- [Article]
►

Squalll a écrit :
Mais précisément, le régime n'avait-il pas plus à craindre de ces minorités agissantes et bruyantes par rapport à l'opinion de l'ensemble de la population française plus attentiste ? Dans un pays où le pouvoir politique se trouve très centralisé on accorde fatalement une attention toute particulière aux soubresauts de la capitale, surtout quand deux gouvernements sont tombés de manière récente, sous fond de contestation sociale (qui au vu de la Commune n'était pas une affaire réglée dans l'empire) et des événements politiques qui nous apparaissent comme des épiphénomènes avec le recul.
Non. Il est historiquement très clair qu'après sa grande victoire du 8 mai, l'Empire est plus solidement implanté que jamais. Fort de ce succès plébiscitaire clairement reconnu par tous les acteurs et notamment par l'opposition républicaine, il n'y a aucune menace intérieure qui soit de nature à le déstabiliser à brève échéance.
Ce qui n'est pas antithétique avec une attention particulière portée aux évènements parisiens. Paris est la caisse de résonance du pays. Et j'ai bien souligné que par sa nature plébiscitaire le régime est très attentif aux fluctuations de ce qu'il identifie comme l'opinion publique. Mais le régime venait de réaliser une démonstration de force éclatante, vue comme telle par tous les commentateurs de quelque bord qu'ils soient. Il a eu un test grandeur nature de sa légitimité au printemps, et n'a aucune raison de penser qu'il est minoritaire donc menacé, au contraire.
Squalll a écrit :
Une chose est sûre, c'est bien Gramont qui lance l'escalade avec la question des garanties que la Prusse doit fournir à la France.
Gramont, qui appartient à l'aile ultra du régime. Quel intérêt a-t-il à lancer cette escalade alors que la paix est acquise après le retrait de la candidature Hohenzollern ?

◄

- [Liste des tâches]
1) D'après l'article, à quelle date l'Empire a-t-il remporté sa grande victoire ?
2) Reproduisez fidèlement le passage de l'article qui commence à « Gramont, qui appartient » et se termine à « candidature Hohenzollern ? ».

Entrées de pointage et d'étiquetage:
►

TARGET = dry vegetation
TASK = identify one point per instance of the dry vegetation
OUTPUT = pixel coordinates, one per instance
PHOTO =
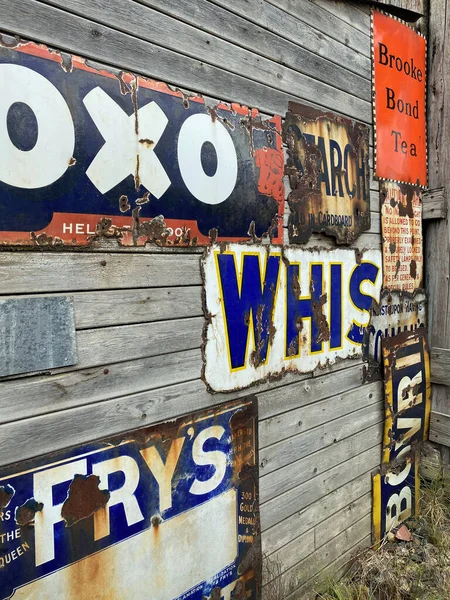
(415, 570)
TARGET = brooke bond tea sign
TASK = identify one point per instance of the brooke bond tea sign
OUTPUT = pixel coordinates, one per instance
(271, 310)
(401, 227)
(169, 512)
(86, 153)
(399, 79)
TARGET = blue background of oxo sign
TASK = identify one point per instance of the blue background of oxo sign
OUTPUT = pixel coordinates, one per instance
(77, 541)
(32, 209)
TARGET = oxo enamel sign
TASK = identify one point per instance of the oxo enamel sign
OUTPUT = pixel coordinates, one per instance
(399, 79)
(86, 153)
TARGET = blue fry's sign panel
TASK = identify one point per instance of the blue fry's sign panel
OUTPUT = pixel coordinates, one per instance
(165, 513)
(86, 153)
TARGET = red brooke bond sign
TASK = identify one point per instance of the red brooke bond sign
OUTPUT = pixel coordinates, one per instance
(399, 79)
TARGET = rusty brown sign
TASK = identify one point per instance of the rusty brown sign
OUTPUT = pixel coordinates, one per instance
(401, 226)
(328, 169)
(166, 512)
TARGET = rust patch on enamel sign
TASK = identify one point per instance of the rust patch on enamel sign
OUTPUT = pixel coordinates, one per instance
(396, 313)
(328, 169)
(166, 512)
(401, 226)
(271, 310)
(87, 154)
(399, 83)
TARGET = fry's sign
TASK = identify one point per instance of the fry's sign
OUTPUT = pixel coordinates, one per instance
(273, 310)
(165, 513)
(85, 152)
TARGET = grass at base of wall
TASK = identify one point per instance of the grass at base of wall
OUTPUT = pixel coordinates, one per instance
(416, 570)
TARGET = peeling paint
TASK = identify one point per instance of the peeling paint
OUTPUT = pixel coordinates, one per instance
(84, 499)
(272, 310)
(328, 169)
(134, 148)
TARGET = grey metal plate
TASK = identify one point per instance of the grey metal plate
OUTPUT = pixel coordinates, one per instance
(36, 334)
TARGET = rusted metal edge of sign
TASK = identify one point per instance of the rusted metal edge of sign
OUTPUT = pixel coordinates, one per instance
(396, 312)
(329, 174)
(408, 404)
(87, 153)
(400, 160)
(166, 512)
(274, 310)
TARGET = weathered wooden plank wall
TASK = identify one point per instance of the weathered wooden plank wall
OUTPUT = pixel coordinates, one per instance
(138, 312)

◄
►

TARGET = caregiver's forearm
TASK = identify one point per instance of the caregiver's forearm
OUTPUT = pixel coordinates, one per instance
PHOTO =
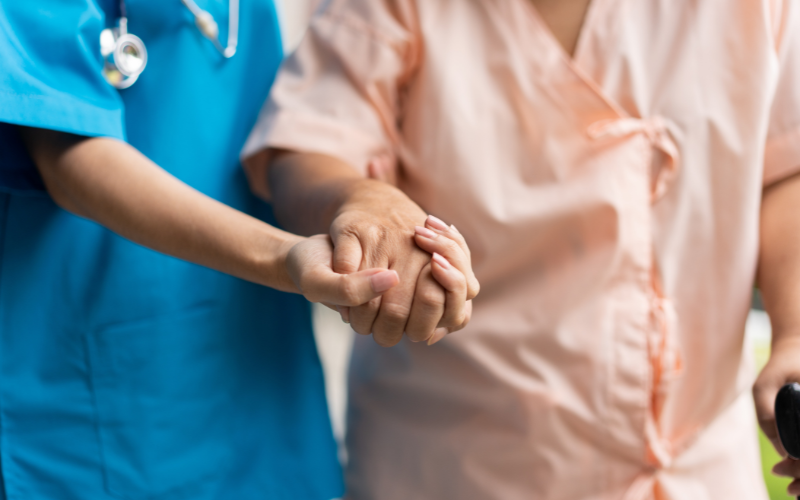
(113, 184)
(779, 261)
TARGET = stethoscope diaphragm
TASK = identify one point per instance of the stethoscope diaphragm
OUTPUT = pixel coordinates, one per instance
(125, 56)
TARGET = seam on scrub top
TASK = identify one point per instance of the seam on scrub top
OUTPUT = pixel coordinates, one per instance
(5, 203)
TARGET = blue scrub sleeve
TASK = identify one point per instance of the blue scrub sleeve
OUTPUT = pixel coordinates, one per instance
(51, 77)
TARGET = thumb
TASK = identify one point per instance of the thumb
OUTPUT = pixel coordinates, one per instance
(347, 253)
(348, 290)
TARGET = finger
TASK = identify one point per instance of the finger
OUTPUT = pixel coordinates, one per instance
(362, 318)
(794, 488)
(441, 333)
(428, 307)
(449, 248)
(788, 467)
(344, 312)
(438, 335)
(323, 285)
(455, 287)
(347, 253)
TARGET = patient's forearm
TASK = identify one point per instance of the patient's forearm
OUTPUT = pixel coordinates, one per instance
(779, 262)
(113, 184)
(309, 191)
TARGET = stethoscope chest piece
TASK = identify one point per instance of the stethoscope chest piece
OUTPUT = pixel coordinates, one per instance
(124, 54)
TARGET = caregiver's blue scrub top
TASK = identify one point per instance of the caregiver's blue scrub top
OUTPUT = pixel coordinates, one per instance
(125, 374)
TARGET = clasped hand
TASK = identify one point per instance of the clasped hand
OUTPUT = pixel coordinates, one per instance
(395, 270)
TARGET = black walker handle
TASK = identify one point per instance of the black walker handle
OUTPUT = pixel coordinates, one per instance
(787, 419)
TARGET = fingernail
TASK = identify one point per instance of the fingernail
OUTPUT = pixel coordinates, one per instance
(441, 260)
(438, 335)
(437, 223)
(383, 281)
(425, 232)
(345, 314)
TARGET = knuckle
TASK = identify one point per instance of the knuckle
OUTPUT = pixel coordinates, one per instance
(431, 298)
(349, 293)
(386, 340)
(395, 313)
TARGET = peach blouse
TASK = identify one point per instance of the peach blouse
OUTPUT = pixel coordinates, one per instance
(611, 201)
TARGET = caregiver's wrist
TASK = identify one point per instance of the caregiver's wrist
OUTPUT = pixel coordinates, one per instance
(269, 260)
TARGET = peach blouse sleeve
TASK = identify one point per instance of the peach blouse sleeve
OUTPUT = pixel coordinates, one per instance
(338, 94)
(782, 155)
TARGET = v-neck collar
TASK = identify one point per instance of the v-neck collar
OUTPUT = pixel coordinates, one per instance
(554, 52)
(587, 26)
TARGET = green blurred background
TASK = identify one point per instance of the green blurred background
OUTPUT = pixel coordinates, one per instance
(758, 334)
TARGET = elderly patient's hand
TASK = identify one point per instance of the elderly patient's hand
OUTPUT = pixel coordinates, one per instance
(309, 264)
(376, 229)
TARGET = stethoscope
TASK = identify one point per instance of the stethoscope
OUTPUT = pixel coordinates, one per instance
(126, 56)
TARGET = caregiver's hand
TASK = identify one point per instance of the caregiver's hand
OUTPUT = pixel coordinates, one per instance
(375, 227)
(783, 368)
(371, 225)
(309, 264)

◄
►

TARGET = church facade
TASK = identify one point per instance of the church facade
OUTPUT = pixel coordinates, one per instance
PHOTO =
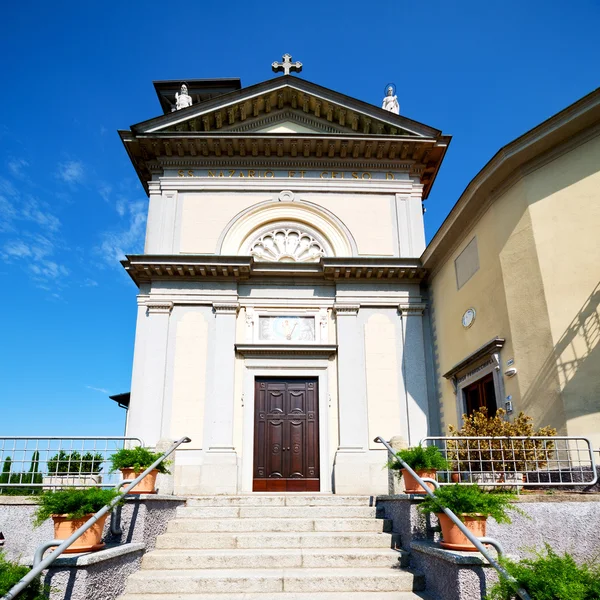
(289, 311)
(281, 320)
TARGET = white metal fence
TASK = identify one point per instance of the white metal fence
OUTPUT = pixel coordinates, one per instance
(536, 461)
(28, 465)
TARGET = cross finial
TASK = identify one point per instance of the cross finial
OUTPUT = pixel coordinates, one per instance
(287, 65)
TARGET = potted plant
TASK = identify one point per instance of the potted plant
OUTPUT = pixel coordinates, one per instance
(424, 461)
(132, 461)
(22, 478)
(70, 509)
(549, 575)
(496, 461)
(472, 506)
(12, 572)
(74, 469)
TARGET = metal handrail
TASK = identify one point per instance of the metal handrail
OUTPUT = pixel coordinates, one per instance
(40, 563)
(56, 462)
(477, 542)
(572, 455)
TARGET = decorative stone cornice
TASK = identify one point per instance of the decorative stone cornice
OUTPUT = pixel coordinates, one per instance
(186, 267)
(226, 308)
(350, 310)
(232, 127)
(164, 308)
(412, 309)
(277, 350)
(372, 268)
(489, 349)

◄

- [Réponses]
1) Le 8 mai.

2)
Gramont, qui appartient à l'aile ultra du régime. Quel intérêt a-t-il à lancer cette escalade alors que la paix est acquise après le retrait de la candidature Hohenzollern ?